▼▼▼
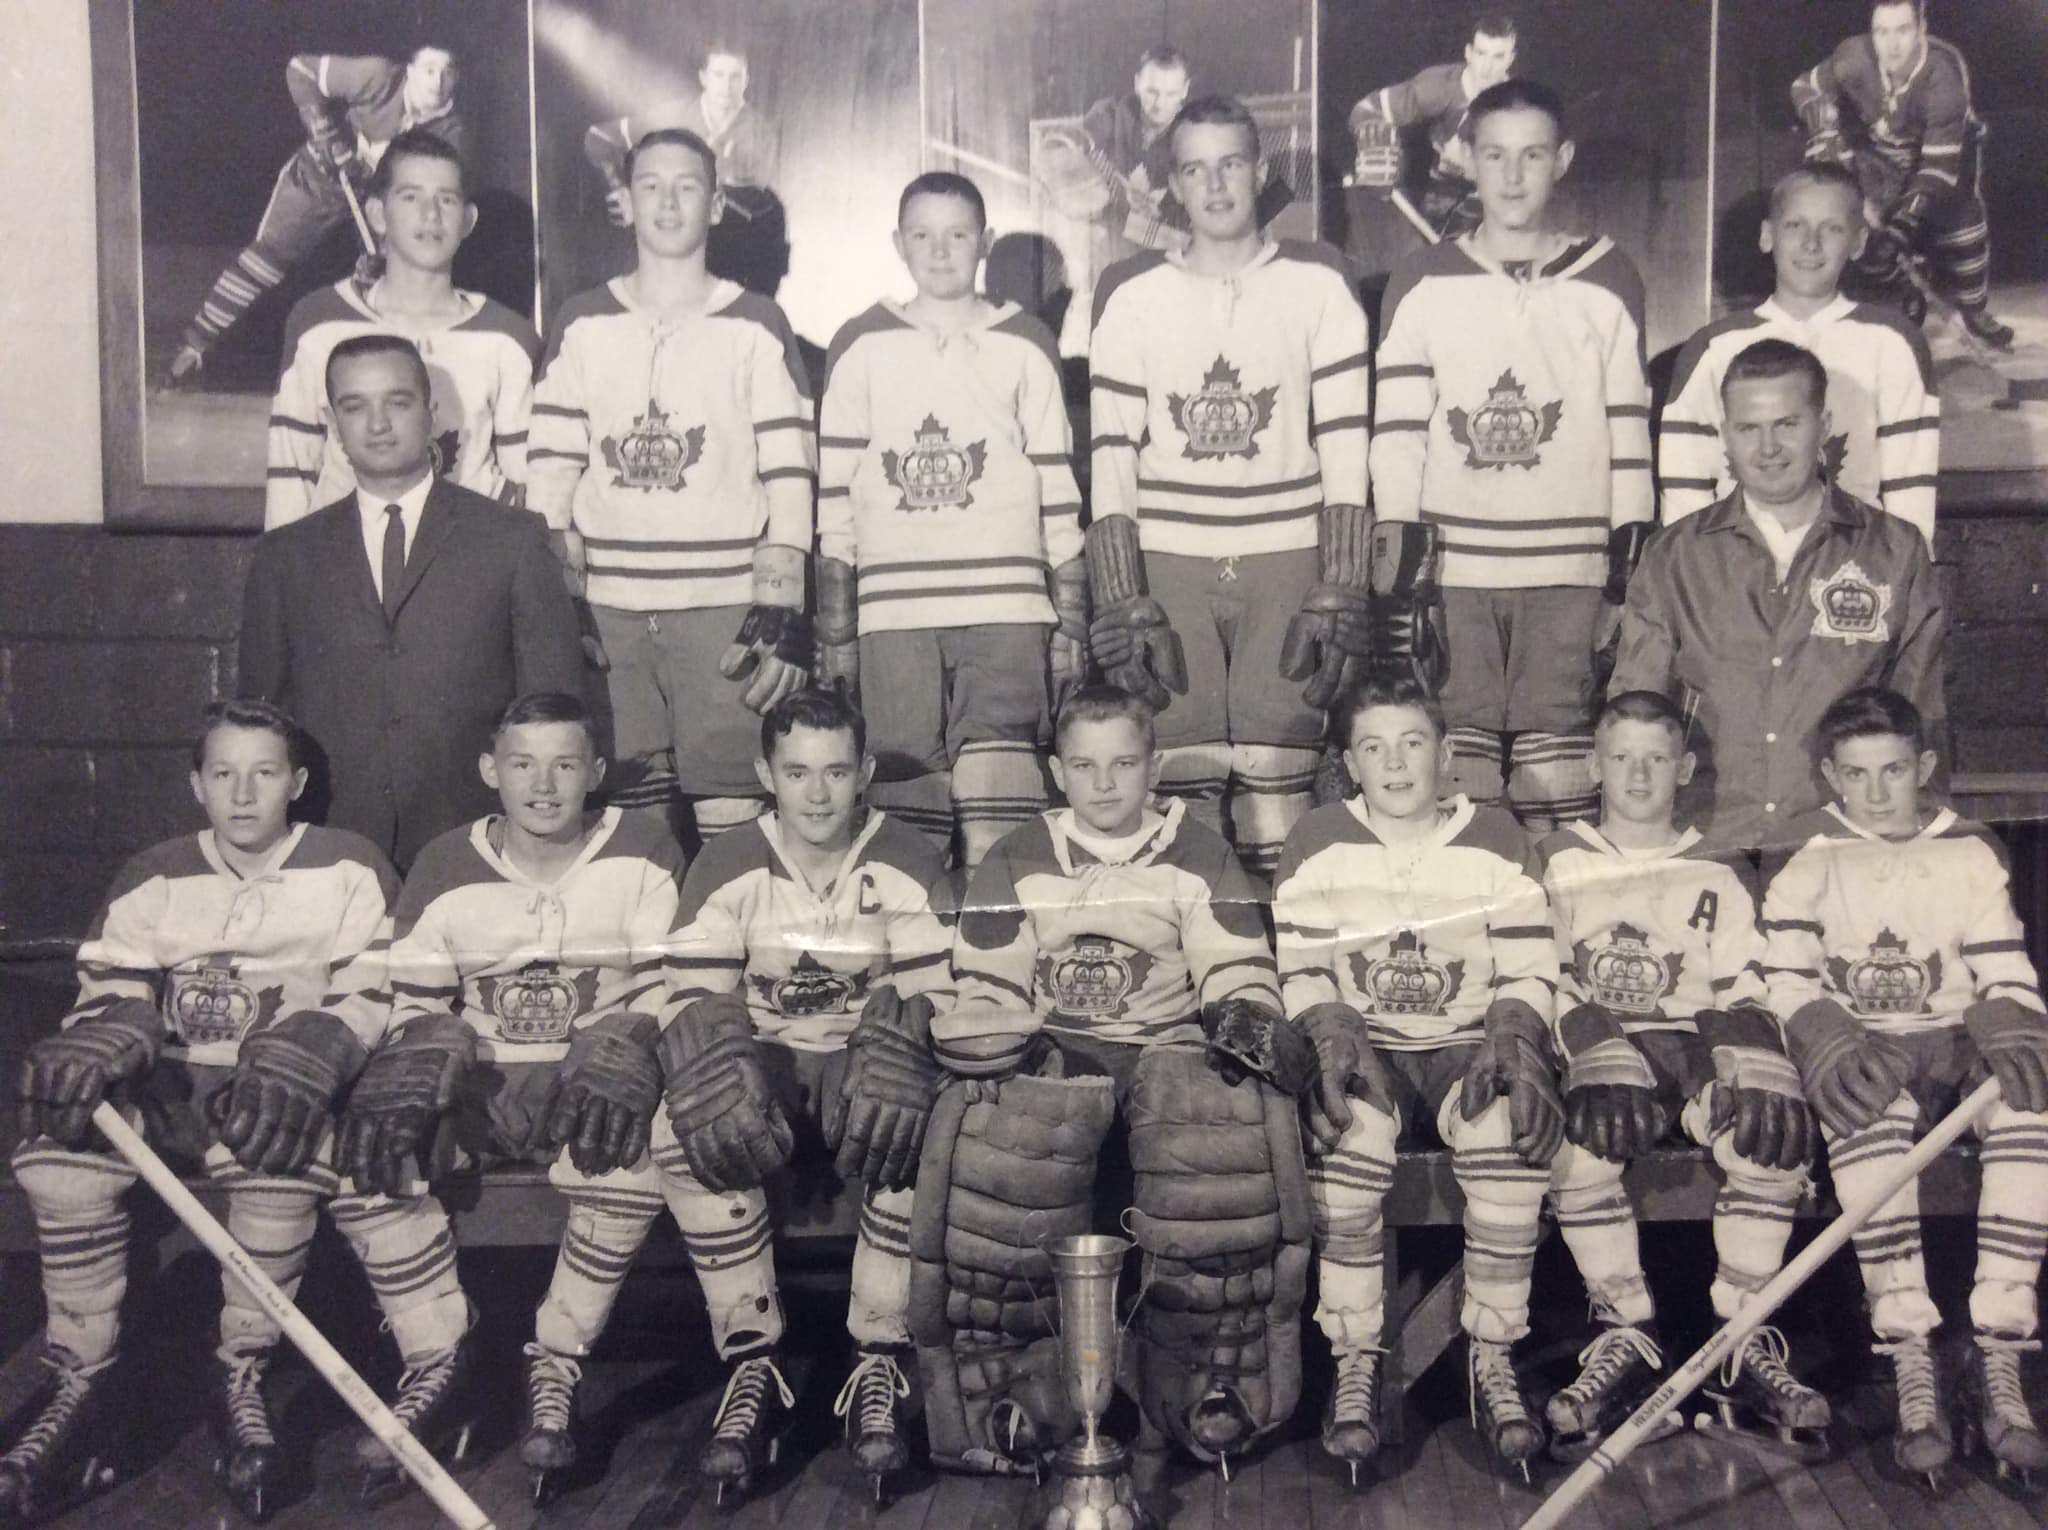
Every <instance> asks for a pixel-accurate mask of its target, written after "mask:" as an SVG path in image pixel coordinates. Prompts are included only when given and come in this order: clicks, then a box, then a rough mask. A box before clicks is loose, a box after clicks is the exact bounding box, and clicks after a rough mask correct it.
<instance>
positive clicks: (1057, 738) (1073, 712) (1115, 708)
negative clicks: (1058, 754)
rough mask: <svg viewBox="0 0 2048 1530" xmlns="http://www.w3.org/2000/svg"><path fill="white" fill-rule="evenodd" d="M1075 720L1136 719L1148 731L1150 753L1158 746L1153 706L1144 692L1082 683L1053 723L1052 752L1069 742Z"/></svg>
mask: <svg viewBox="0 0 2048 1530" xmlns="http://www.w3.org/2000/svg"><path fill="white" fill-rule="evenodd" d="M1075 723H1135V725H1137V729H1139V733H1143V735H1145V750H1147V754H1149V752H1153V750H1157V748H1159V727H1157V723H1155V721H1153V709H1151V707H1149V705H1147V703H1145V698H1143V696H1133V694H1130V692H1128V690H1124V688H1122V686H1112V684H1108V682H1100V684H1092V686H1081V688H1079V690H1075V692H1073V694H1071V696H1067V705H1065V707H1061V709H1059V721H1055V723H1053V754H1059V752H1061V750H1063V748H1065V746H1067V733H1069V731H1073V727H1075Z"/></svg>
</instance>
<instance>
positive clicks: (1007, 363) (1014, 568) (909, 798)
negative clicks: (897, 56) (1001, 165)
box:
▲▲▲
Update the entries above by changing "rough mask" to "coarse mask" everywhere it appears, keeping everything else the same. Leave the pictures out of your answer.

Every <instance> asks for a pixel-accurate mask of its target, written after "mask:" as an SVG path in image pixel coordinates. Prompts are included only when given and come in this order: clicks, then a box, then a coarse mask. A box before clicks is loose, a box after clicks is the exact bounding box, and clicks after a coarse mask correct it.
<instance>
positive clicks: (1057, 738) (1073, 712) (1115, 708)
negative clicks: (1058, 754)
coarse mask: <svg viewBox="0 0 2048 1530" xmlns="http://www.w3.org/2000/svg"><path fill="white" fill-rule="evenodd" d="M1075 720L1136 719L1148 731L1150 753L1158 746L1153 706L1144 692L1082 683L1053 723L1052 752L1069 742Z"/></svg>
mask: <svg viewBox="0 0 2048 1530" xmlns="http://www.w3.org/2000/svg"><path fill="white" fill-rule="evenodd" d="M1075 723H1135V725H1137V729H1139V733H1143V735H1145V750H1147V754H1149V752H1153V750H1157V748H1159V727H1157V723H1155V721H1153V709H1151V707H1149V705H1147V703H1145V698H1143V696H1133V694H1130V692H1128V690H1124V688H1122V686H1112V684H1108V682H1100V684H1092V686H1081V688H1079V690H1075V692H1073V694H1071V696H1067V705H1065V707H1061V709H1059V721H1055V723H1053V754H1059V752H1061V750H1063V748H1065V746H1067V733H1069V731H1073V727H1075Z"/></svg>
</instance>
<instance>
positive clicks: (1007, 363) (1014, 568) (909, 798)
negative clicks: (897, 56) (1001, 165)
box:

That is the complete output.